-------- Data for this exercise --------

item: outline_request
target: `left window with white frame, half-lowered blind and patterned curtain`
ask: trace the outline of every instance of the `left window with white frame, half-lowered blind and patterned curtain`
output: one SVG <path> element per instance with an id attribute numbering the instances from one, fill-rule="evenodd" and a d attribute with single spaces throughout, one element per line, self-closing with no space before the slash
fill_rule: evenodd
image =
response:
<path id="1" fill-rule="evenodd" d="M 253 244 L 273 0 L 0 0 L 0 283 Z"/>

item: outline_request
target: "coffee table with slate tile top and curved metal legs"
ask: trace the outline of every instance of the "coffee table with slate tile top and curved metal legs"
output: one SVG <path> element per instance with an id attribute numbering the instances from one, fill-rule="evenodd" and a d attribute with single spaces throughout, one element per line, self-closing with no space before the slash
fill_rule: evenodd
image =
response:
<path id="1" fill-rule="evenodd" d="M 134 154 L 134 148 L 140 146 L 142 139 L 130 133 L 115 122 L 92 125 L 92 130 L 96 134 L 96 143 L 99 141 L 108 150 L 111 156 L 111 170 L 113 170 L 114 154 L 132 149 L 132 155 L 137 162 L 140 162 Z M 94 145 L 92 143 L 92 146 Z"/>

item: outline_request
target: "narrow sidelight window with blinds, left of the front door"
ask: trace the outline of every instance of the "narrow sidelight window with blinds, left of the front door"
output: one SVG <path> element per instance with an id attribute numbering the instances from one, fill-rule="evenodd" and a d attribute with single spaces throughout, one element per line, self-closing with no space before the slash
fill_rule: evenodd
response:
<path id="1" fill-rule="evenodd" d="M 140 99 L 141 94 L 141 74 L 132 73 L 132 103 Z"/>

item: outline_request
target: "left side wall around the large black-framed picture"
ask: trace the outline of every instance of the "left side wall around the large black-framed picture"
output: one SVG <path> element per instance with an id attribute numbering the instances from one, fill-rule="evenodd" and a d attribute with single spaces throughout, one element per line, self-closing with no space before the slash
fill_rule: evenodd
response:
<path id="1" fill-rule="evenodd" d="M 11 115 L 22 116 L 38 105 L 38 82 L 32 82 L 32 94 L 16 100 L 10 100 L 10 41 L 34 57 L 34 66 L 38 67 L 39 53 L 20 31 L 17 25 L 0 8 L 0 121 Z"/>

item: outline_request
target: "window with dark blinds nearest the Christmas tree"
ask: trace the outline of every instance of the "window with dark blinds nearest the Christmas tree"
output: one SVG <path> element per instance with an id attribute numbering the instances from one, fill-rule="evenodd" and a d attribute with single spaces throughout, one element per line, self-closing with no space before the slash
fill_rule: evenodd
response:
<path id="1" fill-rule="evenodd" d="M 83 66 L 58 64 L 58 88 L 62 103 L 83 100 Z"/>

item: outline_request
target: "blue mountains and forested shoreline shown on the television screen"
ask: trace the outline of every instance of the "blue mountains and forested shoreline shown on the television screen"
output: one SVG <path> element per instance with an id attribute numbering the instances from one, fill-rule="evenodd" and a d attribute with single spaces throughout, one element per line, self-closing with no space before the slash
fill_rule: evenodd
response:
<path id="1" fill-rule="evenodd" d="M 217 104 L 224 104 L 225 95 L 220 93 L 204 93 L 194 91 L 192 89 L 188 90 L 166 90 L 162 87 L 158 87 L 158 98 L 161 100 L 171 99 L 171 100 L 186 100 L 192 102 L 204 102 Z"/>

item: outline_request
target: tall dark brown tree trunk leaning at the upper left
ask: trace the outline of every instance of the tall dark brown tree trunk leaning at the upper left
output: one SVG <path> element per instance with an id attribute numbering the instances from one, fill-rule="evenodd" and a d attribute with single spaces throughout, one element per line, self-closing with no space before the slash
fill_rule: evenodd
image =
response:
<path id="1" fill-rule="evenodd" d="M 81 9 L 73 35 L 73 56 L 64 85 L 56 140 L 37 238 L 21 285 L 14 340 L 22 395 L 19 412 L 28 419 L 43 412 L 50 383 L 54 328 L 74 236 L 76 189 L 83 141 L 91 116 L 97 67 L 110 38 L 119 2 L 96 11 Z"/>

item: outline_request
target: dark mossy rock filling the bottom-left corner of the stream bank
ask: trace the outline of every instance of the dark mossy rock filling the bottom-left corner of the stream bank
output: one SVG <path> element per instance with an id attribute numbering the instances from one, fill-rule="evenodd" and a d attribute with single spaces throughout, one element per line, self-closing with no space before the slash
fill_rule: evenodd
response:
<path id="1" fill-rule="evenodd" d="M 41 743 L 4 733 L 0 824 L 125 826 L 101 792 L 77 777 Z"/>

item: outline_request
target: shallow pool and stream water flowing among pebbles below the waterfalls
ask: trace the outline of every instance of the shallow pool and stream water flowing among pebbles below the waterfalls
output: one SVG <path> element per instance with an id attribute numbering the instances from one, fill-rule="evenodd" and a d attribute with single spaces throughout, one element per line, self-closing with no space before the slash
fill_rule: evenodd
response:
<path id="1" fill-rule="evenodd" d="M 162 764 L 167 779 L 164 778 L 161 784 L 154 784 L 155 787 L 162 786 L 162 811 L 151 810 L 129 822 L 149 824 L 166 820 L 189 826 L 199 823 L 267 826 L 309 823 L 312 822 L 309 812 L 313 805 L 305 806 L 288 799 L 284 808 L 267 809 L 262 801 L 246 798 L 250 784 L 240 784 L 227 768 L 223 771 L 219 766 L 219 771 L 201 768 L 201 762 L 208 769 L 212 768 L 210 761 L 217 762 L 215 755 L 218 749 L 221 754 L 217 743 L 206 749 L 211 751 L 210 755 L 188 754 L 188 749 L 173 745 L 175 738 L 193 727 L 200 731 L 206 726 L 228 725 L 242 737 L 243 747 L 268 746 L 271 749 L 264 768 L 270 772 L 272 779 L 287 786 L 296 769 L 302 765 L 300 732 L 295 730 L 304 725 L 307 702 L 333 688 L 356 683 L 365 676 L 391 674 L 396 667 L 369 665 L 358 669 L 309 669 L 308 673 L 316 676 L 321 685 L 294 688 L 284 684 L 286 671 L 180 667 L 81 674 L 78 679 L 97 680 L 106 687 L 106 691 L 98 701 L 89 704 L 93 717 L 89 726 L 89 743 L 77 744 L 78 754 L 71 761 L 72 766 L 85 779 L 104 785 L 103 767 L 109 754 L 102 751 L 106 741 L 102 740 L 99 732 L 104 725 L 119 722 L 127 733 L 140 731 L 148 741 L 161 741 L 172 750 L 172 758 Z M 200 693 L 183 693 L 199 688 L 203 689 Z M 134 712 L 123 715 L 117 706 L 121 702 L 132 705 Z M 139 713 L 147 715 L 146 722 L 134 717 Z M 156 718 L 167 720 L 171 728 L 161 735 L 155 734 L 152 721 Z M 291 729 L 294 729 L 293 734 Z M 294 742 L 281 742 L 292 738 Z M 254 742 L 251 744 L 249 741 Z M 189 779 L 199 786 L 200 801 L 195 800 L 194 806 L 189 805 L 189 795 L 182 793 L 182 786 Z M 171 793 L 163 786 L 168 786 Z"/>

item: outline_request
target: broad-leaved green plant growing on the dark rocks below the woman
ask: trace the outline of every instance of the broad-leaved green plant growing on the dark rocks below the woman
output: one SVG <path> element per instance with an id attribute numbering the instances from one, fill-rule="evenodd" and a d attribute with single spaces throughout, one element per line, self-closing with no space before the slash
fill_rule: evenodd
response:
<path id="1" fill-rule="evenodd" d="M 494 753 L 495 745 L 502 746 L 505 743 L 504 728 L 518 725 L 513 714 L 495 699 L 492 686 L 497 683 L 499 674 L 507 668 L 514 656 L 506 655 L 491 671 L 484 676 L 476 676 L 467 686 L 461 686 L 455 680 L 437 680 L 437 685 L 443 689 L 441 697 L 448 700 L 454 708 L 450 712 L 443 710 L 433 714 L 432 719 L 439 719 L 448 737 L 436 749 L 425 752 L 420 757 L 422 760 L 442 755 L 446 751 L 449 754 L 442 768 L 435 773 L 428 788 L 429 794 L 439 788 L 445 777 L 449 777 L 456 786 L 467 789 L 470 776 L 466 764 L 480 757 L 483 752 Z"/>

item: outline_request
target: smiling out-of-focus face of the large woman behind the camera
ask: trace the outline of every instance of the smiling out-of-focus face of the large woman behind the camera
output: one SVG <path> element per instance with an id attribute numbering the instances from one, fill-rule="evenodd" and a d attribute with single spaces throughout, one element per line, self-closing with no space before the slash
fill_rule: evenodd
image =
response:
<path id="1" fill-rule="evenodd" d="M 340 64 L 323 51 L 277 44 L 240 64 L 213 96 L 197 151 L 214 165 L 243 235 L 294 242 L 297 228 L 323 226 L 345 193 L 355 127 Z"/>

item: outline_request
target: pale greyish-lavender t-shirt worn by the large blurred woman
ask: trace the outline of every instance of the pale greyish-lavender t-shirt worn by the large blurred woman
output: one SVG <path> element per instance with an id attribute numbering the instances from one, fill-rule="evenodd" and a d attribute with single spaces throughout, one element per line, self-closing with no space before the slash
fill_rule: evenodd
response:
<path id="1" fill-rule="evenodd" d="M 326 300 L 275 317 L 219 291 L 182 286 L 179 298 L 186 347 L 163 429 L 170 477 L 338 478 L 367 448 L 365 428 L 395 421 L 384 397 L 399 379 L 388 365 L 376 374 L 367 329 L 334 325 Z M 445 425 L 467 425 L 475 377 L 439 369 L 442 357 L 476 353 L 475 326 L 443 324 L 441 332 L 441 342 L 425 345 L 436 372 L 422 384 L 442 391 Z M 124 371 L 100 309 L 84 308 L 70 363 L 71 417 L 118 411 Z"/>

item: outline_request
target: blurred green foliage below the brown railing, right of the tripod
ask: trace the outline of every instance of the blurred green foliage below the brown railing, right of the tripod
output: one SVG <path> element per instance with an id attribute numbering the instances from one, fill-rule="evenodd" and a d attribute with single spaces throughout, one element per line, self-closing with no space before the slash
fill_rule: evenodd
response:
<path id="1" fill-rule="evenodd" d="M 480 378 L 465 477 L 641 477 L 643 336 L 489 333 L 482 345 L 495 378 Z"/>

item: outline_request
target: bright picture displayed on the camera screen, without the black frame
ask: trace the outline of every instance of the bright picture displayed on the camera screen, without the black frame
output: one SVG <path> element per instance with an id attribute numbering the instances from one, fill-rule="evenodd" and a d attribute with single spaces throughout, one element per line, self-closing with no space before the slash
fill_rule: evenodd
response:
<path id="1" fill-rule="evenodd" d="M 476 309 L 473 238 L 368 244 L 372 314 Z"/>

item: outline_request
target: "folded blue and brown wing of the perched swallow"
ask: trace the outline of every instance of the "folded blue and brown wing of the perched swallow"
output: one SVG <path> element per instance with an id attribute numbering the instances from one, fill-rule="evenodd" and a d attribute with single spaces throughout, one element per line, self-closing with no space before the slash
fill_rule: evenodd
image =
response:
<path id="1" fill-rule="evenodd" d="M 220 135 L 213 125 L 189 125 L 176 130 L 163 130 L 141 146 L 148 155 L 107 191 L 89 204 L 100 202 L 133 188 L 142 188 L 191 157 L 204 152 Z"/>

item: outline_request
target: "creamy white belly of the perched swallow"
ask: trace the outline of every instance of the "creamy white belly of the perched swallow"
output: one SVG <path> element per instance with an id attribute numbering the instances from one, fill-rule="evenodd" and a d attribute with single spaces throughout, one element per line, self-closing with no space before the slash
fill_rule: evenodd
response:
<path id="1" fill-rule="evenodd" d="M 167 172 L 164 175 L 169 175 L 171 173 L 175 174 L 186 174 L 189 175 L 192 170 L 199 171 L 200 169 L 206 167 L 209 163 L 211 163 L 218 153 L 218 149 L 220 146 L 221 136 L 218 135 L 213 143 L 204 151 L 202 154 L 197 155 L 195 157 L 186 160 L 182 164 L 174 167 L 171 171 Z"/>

--------

**Assignment:** What is the number of lines in the preceding entries that hold the string "bank"? Give it alone.

**Task output:** 2